Backend Development 20 min read

Rate Limiting Algorithms and Implementations in Java Microservices

The article explains service rate limiting and demonstrates six Java implementations—Fixed Window, Sliding Window, Leaky Bucket, Token Bucket, Sentinel middleware, and Spring Cloud Gateway—detailing their algorithms, code examples, and configuration to protect microservices from overload.

Java Tech Enthusiast

Sep 12, 2024

Rate Limiting Algorithms and Implementations in Java Microservices

This article introduces the concept of service rate limiting, which controls request rates to protect services from overload. It covers six common algorithms—Fixed Window, Sliding Window, Leaky Bucket, Token Bucket, middleware‑based limiting (Sentinel), and gateway limiting (Spring Cloud Gateway)—and provides practical Java implementations.

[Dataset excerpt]
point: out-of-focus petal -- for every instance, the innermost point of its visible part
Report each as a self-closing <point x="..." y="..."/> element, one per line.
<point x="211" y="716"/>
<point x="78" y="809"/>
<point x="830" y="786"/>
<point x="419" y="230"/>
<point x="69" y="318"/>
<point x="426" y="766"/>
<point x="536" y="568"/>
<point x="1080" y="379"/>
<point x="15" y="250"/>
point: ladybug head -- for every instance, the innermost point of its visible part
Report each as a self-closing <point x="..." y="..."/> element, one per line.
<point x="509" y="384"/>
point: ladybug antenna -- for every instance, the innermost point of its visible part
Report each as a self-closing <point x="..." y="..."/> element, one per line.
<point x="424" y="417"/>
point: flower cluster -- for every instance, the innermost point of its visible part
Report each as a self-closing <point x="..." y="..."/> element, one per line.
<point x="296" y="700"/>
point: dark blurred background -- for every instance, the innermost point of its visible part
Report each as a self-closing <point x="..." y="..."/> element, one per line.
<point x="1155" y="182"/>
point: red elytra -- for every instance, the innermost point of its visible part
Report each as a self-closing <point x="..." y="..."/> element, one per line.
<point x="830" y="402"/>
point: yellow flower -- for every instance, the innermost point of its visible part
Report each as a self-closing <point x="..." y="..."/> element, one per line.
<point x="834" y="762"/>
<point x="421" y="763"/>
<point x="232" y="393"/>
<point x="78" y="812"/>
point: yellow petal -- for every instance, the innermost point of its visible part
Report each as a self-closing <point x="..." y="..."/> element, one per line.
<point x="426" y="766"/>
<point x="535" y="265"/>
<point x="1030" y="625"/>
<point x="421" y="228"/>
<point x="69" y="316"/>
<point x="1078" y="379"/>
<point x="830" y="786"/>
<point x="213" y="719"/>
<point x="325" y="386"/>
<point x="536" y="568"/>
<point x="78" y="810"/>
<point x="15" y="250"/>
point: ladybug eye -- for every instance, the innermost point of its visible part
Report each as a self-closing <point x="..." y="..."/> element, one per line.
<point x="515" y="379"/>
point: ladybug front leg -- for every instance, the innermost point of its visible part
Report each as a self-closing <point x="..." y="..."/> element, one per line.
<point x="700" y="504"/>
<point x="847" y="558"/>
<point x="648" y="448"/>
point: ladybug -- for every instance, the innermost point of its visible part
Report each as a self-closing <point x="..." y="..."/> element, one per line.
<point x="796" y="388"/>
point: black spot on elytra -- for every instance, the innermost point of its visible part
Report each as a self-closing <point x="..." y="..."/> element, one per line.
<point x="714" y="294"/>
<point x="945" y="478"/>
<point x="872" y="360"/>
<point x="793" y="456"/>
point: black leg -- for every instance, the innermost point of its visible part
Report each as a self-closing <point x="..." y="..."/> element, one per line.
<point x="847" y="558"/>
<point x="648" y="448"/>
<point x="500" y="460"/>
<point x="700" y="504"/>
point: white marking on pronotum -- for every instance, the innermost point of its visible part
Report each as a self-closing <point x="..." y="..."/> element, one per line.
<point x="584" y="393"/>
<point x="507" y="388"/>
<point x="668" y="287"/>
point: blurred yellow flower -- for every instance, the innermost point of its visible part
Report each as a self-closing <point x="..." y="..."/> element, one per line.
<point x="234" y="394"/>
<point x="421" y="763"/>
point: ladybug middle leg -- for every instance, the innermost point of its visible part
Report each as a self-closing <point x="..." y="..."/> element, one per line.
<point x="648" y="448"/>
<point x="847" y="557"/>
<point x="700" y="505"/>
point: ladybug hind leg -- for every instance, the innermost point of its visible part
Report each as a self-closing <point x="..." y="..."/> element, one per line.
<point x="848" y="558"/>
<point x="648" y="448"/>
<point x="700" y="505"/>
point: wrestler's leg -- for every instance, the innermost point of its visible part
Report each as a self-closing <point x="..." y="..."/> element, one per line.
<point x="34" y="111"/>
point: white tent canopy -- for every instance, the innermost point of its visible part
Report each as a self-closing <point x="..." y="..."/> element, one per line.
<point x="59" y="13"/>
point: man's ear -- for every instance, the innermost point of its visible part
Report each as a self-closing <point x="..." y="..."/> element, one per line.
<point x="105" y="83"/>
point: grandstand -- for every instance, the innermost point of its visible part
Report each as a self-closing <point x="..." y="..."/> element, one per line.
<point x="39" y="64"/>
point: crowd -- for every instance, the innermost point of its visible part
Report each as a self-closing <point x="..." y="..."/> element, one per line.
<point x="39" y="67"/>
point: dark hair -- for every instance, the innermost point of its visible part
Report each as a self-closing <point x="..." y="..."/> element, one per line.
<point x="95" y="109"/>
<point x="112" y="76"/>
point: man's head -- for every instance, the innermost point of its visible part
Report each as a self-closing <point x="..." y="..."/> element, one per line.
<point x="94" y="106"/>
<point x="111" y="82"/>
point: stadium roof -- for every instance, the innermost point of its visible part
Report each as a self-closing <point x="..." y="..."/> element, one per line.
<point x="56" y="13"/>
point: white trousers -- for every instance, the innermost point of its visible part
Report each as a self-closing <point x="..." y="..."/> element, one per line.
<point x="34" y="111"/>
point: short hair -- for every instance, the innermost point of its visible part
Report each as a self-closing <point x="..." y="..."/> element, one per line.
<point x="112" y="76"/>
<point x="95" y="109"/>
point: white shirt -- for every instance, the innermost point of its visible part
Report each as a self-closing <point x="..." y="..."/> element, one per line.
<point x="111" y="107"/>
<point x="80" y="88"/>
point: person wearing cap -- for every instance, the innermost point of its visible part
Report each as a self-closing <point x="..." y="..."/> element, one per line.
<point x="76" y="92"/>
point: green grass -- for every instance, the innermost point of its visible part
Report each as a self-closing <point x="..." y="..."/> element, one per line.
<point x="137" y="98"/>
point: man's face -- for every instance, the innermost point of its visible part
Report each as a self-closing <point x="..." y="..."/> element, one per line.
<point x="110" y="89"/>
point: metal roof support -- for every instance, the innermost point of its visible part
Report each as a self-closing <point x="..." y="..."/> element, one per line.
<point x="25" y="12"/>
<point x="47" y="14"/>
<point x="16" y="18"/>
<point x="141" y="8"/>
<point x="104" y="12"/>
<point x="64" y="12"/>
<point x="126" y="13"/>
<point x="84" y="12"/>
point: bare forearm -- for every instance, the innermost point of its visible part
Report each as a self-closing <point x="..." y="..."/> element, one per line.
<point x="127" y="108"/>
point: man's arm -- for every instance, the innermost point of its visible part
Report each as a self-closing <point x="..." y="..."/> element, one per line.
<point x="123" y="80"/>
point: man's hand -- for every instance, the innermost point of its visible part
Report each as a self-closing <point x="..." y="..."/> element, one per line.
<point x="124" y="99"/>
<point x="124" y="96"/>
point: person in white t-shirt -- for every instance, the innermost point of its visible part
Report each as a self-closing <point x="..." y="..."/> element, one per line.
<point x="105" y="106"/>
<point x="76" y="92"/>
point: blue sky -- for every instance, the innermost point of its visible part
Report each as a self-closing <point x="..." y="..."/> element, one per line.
--
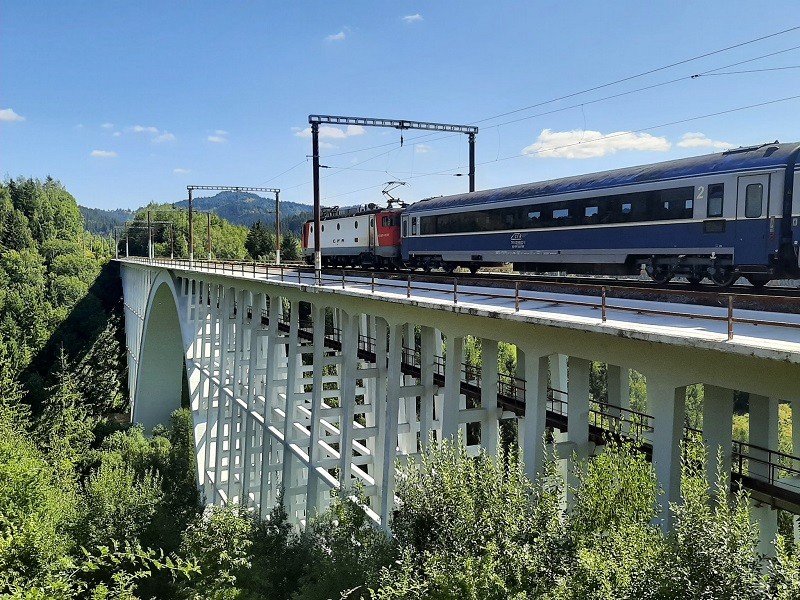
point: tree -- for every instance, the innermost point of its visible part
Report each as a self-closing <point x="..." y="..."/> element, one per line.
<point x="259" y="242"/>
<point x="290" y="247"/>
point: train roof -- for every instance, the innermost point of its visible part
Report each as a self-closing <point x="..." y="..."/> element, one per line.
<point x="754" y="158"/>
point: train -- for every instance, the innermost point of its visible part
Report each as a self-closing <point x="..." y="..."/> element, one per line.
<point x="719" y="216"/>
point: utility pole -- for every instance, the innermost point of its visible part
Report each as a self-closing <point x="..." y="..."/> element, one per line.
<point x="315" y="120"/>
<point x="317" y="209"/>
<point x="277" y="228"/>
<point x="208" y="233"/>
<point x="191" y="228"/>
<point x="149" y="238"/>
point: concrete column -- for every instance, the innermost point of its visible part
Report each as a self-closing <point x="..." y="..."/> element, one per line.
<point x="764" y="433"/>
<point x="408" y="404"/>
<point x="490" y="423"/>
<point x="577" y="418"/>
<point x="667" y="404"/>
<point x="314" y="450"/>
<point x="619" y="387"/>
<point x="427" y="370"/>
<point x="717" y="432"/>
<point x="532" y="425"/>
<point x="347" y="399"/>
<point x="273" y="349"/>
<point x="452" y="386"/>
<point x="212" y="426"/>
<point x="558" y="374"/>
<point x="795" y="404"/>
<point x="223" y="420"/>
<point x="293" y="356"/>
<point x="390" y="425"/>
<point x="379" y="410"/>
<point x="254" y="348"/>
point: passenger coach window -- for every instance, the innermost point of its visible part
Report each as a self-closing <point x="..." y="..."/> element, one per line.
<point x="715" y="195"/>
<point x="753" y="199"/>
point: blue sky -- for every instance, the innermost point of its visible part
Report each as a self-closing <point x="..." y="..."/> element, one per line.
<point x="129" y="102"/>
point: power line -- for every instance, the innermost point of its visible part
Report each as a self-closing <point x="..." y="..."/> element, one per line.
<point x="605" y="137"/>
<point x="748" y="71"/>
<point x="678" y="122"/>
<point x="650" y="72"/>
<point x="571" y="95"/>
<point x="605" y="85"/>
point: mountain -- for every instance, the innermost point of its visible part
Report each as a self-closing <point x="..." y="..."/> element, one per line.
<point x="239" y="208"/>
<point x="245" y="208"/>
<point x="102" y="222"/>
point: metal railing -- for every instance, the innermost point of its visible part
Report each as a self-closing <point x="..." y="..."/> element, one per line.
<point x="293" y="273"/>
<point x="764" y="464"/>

◆ **Short problem A**
According to the rate-limiting article, what is service rate limiting, and why is it applied? Answer in one to three sentences.
◆ **Short problem B**
Copy the rate-limiting article verbatim from "The article explains" up to and including "microservices from overload.".

◆ **Solution A**
Service rate limiting is the practice of controlling the rate of incoming requests. It is applied to protect services from overload.

◆ **Solution B**
The article explains service rate limiting and demonstrates six Java implementations—Fixed Window, Sliding Window, Leaky Bucket, Token Bucket, Sentinel middleware, and Spring Cloud Gateway—detailing their algorithms, code examples, and configuration to protect microservices from overload.